LIST OF TASKS:
**A.** In the discussion of Deolalikar's proof, what has the math community settled on to unofficially collect news and information on the paper?
**B.** Please output, word for word, the stretch of the Deolalikar discussion that begins at the words "It looks like" and stops after "than one sentence.".

All these academics that lay low then pop up with problems and call Deolalikar's contribution unfixable infuriate me.
They bring out the worst in the same way that bad QA employees do. They create no wealth and add little value. They slow down and confuse the process. But in the end they are still necessary. There is something to be said about how one reports such problems. Most here know a great QA person that reports relevant problems in a intelligent manner and is there to help find solutions. Versus the QA person that just cranks out an endless stream of wonky insane problems. All make you look bad and all are difficult to reproduce, understand or address.
It's my understanding that his approach is a radical and new way to attempt to solve the P!=NP problem. So it's no surprise that at first glance the vast majority of average math and computer scientists would think it was not a valid approach. And, again no surprise to me, that has ended up to be the case. I don't pretend to understand this flaw or Deolalikar's paper. But I do understand the type of person that posts comments like that...
It looks like the math community has settle on a wiki to unofficially collect news and information on the paper:
The claim is that the proof is unfixable. Proofs are either right or wrong. Good academics are supposed to checks proofs of their colleagues. There is no claim as to the merit of contributions made by Deolalikar. So, why exactly do these academics infuriate you?
I'm quite clear if you read more than one sentence.

STORED RECORDS:

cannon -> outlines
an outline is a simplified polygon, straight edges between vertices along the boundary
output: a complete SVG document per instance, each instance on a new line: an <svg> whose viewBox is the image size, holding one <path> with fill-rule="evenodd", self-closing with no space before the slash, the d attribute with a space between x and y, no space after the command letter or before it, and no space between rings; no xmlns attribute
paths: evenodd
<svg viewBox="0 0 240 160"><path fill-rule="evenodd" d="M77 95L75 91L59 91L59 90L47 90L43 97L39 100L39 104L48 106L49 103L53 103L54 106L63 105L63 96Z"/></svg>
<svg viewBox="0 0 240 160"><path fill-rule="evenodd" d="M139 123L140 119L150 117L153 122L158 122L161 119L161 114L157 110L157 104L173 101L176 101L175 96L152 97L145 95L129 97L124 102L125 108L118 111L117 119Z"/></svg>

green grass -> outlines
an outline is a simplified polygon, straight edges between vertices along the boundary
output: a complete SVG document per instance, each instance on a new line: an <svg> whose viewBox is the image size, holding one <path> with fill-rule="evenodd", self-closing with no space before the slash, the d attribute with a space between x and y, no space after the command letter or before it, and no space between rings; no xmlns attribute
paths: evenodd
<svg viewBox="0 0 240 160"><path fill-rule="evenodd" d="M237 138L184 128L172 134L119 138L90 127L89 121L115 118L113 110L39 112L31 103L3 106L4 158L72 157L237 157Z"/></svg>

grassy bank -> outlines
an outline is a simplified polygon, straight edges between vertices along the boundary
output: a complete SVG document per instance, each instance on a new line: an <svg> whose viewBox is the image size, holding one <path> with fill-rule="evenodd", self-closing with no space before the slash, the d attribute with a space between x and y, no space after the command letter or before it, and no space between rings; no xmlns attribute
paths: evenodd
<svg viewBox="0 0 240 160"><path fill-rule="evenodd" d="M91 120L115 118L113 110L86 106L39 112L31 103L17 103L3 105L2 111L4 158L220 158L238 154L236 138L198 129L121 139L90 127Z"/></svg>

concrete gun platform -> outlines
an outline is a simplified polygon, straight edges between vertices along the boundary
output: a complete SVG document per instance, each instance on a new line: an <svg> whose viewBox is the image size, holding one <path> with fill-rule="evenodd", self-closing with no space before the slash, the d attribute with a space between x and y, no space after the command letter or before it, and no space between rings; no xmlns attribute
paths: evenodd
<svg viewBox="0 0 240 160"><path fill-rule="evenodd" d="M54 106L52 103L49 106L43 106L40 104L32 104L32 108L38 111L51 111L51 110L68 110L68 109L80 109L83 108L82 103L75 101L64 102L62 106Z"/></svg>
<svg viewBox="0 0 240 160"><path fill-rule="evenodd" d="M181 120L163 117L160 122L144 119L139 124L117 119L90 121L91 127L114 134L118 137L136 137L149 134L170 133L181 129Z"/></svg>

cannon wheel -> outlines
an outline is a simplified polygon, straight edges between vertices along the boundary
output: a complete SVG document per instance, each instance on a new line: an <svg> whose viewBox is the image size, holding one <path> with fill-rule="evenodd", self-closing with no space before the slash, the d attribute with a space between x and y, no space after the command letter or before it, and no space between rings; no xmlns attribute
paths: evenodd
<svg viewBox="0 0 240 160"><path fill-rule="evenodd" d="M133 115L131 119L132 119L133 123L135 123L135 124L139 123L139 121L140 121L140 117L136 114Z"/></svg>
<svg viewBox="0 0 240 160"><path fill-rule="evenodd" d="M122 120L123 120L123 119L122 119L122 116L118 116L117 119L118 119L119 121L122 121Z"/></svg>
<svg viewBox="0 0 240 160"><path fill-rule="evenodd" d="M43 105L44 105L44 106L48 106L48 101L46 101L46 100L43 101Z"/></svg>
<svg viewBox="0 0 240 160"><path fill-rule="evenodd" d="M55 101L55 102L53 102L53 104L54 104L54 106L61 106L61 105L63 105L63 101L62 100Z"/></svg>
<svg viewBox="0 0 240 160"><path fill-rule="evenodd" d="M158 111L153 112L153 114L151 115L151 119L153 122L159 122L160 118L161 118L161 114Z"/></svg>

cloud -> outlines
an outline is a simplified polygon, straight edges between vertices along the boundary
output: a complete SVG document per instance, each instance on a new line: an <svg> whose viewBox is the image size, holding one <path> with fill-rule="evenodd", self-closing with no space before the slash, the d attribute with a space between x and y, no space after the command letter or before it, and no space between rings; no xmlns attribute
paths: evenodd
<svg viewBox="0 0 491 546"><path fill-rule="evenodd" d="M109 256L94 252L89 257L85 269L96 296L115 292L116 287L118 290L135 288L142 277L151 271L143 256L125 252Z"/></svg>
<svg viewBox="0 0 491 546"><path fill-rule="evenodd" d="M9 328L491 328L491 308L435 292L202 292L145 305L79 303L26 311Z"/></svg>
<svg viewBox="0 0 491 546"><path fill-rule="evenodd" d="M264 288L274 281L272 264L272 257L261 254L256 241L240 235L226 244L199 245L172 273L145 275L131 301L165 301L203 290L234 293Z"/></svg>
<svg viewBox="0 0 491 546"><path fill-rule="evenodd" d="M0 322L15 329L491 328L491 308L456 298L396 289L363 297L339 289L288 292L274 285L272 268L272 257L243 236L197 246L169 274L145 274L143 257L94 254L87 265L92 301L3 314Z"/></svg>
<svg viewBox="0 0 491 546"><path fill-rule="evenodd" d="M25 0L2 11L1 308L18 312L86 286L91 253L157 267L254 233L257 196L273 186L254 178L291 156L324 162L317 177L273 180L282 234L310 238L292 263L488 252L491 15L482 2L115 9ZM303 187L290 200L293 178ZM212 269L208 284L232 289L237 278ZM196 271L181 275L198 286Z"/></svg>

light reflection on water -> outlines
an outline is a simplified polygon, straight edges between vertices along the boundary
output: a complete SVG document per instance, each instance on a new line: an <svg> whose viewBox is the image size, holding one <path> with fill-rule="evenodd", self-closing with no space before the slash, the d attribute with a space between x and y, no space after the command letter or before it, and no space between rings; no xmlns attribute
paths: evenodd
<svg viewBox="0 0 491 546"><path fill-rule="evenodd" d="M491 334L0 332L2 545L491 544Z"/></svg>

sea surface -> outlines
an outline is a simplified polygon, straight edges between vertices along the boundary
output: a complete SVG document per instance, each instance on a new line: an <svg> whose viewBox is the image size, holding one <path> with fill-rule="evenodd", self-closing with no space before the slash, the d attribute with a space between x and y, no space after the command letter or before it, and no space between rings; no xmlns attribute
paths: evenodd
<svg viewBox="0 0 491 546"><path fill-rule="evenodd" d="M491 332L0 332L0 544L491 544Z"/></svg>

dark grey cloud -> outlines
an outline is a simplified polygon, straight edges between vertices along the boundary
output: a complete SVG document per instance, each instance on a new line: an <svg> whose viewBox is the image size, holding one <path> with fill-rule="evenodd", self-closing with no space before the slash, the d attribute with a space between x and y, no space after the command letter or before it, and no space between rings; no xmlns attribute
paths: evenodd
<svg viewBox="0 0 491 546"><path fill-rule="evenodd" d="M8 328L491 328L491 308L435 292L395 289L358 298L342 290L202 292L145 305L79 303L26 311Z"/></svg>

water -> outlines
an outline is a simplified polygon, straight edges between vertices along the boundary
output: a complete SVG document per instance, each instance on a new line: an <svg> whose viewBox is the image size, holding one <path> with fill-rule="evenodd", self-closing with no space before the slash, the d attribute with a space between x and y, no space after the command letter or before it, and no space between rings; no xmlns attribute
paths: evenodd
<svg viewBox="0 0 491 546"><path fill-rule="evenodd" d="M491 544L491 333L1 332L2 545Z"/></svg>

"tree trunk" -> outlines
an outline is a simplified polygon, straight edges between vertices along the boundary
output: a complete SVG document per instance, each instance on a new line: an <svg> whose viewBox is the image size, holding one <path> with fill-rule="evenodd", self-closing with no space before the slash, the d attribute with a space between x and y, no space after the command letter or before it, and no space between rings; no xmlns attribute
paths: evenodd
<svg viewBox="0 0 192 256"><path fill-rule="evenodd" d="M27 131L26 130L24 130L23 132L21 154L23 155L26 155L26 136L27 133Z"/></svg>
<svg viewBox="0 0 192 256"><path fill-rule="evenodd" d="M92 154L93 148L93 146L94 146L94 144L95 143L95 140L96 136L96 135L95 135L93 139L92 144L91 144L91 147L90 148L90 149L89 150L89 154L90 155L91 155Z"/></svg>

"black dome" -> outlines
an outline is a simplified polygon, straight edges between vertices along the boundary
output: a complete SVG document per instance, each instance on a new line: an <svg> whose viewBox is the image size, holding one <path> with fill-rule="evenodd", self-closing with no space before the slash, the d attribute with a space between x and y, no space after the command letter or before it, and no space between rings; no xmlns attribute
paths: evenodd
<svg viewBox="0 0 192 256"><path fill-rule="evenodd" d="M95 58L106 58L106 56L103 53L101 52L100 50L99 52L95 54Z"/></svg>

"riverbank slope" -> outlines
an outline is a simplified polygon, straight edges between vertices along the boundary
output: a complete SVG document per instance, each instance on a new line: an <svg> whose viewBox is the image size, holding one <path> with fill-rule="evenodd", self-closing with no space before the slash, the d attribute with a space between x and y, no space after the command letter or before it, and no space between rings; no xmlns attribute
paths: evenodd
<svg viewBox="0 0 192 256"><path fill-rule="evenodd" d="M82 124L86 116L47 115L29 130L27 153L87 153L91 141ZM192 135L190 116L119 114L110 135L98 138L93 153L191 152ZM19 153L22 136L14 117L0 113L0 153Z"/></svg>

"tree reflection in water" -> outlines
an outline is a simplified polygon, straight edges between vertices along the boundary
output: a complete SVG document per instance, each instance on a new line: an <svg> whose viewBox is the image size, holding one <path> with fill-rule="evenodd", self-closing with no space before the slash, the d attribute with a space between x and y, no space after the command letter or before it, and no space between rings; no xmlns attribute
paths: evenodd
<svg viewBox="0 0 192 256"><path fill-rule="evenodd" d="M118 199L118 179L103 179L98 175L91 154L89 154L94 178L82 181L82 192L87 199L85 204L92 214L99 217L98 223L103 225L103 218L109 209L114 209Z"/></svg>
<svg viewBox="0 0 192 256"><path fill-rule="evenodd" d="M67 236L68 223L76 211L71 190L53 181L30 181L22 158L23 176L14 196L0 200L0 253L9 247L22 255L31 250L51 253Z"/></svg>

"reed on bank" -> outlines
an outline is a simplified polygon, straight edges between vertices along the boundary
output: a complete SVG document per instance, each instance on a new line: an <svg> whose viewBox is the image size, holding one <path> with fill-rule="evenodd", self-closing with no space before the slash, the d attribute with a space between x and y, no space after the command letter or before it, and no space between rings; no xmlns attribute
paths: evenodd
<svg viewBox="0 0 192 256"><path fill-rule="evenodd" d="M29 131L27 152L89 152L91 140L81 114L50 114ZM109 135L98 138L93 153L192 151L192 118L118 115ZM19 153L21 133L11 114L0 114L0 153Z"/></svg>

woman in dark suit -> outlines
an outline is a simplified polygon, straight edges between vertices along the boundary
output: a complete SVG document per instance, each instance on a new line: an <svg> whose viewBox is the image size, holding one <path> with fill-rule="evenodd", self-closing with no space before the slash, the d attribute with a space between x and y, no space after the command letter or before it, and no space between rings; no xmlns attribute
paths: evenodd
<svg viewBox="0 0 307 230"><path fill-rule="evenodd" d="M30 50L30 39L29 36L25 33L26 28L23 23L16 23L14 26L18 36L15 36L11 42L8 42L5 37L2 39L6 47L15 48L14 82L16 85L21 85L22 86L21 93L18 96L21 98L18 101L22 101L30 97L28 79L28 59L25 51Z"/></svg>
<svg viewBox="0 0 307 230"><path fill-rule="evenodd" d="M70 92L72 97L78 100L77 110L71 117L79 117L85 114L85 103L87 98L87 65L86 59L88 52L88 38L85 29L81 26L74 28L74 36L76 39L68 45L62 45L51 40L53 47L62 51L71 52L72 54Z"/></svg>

WRITTEN ANSWERS:
**A.** A wiki.

**B.**
It looks like the math community has settle on a wiki to unofficially collect news and information on the paper:
The claim is that the proof is unfixable. Proofs are either right or wrong. Good academics are supposed to checks proofs of their colleagues. There is no claim as to the merit of contributions made by Deolalikar. So, why exactly do these academics infuriate you?
I'm quite clear if you read more than one sentence.